[Location identification items]
----------------------------------------

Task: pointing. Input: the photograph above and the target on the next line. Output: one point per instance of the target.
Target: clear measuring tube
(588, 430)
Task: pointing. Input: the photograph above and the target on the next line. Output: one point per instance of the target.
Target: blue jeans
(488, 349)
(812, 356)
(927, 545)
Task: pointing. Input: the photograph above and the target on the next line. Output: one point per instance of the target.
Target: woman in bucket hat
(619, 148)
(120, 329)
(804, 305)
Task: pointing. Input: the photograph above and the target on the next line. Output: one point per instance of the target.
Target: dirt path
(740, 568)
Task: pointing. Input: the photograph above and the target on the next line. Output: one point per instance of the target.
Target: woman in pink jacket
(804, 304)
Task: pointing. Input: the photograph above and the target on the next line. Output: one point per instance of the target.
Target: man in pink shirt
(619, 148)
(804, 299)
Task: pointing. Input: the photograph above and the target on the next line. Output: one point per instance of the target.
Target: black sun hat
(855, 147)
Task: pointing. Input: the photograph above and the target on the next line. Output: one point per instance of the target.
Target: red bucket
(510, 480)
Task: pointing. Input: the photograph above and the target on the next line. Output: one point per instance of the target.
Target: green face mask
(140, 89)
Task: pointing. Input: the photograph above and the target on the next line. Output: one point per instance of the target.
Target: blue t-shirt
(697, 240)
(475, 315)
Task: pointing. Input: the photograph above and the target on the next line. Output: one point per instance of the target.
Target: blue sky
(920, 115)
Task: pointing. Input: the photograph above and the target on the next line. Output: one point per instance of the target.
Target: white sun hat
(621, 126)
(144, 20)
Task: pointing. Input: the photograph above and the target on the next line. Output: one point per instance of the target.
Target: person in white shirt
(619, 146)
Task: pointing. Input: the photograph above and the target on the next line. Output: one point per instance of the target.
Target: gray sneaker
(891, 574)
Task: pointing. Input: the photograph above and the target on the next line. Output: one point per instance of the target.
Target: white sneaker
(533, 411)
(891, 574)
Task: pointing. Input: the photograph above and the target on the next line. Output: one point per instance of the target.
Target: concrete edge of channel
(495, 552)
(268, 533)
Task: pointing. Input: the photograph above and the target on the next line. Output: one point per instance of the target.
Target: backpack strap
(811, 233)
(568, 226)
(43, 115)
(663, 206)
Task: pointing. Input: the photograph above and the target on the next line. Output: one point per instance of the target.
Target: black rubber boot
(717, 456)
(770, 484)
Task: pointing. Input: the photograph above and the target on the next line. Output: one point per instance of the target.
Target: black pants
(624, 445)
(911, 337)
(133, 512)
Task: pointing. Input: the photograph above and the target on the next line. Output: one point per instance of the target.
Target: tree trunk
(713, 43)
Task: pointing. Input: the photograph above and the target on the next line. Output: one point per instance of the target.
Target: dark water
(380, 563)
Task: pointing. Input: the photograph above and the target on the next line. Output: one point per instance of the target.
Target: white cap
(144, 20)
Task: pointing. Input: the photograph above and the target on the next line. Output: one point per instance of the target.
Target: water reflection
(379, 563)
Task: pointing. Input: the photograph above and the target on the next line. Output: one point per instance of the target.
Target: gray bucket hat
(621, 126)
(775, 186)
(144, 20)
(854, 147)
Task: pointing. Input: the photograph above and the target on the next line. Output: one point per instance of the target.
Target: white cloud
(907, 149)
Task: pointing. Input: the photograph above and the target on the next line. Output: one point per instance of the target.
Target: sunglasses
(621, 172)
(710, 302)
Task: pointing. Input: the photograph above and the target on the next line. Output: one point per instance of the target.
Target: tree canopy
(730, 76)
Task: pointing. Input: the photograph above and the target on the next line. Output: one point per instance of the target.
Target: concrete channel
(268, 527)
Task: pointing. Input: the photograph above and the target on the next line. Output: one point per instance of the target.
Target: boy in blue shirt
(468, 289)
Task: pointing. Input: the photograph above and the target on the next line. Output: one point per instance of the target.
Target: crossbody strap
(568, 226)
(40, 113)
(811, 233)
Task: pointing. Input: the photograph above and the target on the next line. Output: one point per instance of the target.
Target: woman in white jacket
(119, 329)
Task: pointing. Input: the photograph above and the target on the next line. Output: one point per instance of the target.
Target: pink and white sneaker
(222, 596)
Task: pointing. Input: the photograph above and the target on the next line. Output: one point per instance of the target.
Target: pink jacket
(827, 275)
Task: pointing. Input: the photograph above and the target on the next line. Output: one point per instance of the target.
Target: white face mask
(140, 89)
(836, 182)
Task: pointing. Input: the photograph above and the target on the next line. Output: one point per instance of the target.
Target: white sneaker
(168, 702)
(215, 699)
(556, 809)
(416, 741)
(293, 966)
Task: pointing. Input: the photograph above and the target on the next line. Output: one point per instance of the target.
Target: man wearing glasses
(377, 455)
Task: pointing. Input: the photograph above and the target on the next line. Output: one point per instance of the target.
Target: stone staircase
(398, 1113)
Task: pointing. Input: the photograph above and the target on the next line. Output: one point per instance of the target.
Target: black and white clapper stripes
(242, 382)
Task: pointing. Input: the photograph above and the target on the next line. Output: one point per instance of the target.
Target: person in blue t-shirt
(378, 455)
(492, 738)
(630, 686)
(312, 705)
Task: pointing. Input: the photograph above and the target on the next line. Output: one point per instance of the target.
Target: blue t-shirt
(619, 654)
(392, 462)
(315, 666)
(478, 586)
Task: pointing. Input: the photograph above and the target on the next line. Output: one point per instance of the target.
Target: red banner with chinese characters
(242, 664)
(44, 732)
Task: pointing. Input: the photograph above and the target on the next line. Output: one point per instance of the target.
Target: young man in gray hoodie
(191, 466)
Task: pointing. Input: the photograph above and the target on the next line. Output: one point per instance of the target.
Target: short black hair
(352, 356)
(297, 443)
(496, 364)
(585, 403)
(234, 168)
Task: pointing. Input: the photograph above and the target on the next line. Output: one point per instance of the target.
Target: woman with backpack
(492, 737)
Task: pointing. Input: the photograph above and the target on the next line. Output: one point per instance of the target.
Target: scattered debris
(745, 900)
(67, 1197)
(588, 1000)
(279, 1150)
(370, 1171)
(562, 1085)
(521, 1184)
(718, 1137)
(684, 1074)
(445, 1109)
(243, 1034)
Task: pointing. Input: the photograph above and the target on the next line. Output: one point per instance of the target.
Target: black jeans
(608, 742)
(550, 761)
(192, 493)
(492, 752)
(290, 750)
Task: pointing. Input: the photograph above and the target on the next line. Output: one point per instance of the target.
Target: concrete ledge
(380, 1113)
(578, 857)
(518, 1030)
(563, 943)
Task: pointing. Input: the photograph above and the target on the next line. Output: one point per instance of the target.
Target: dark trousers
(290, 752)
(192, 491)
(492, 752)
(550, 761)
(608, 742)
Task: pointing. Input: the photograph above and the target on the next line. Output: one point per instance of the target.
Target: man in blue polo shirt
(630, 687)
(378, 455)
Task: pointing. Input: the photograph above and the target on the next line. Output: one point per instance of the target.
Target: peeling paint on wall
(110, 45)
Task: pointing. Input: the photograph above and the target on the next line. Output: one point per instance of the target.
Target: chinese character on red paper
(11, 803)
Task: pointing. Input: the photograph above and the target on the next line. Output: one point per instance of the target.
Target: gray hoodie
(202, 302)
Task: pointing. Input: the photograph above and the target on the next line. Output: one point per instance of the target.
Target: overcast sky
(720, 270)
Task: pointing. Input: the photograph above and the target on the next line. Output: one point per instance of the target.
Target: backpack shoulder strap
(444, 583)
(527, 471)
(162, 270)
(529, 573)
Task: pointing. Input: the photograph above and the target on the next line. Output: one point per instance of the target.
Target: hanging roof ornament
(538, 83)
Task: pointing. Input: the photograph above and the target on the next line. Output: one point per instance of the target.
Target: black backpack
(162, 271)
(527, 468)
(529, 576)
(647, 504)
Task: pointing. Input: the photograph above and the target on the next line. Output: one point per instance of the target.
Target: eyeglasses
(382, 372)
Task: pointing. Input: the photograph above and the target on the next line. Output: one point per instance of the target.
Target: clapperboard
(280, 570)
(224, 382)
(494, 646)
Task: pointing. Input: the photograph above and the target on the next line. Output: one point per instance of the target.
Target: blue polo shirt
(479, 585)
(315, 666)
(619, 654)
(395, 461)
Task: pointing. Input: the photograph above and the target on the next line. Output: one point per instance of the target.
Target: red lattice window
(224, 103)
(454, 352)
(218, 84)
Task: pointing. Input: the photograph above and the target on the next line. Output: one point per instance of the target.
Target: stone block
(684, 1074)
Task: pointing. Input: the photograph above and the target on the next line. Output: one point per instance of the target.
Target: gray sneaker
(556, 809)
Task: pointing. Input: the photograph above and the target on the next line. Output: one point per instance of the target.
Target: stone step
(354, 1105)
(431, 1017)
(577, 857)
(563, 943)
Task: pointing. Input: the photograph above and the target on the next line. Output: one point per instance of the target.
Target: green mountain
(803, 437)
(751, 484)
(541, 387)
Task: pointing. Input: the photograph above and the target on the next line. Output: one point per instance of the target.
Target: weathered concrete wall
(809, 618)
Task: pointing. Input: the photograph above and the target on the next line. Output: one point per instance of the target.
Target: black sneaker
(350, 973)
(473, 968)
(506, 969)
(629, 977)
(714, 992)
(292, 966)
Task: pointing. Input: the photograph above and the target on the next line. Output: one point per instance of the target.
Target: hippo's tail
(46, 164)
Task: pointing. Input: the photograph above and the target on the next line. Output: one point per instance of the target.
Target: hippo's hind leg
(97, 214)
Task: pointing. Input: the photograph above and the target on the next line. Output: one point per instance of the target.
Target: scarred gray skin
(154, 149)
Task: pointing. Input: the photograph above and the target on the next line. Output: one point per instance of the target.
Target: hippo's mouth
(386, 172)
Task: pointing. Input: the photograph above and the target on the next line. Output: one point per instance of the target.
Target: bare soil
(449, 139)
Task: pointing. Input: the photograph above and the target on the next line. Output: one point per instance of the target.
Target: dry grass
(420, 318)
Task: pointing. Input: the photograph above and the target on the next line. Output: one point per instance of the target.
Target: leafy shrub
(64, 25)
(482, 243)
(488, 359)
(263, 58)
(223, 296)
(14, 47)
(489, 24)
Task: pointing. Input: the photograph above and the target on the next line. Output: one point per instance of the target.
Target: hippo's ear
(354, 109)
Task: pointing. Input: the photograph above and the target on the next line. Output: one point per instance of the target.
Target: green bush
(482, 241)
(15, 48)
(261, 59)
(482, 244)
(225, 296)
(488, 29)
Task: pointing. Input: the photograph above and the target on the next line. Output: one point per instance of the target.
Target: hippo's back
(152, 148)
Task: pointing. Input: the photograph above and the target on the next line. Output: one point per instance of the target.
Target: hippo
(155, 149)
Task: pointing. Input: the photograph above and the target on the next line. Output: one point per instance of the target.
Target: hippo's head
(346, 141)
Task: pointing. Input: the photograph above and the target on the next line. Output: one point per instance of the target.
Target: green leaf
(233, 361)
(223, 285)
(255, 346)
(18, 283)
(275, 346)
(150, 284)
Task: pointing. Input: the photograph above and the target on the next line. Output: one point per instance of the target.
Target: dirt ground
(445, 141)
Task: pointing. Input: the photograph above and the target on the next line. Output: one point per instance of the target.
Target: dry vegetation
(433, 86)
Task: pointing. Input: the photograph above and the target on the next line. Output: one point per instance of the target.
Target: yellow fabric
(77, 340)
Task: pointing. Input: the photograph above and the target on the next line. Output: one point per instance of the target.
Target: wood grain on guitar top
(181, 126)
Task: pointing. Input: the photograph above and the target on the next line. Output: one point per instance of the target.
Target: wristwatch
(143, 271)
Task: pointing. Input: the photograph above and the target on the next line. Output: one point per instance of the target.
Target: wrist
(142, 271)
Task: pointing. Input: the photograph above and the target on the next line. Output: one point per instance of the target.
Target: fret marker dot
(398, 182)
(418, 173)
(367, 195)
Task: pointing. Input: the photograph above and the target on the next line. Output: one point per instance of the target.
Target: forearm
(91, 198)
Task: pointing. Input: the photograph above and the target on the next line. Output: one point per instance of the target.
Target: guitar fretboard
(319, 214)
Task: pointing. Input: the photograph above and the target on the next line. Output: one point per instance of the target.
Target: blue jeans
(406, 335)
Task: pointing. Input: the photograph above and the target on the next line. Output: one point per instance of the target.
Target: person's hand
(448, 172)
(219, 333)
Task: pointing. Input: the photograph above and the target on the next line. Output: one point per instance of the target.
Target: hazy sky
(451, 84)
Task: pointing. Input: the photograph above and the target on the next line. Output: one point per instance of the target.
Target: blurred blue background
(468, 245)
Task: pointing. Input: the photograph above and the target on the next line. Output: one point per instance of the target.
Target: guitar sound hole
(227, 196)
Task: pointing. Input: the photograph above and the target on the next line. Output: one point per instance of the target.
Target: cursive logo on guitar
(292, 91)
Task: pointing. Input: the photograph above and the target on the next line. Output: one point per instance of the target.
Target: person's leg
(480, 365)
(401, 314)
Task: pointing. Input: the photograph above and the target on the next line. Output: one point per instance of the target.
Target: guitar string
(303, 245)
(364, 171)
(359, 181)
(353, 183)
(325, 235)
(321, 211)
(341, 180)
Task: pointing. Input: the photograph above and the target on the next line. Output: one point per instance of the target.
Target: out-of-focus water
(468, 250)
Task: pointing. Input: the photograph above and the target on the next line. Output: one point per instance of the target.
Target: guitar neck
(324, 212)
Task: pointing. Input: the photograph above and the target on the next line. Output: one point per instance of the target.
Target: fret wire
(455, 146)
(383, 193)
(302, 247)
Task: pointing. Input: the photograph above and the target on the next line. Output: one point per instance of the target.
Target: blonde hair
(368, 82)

----------------------------------------

▶ Short problem
Show each line of the material above that contains the word "mask", matching upper and lower case exactly.

▶ Correct answer
Target: green face mask
Target: white face mask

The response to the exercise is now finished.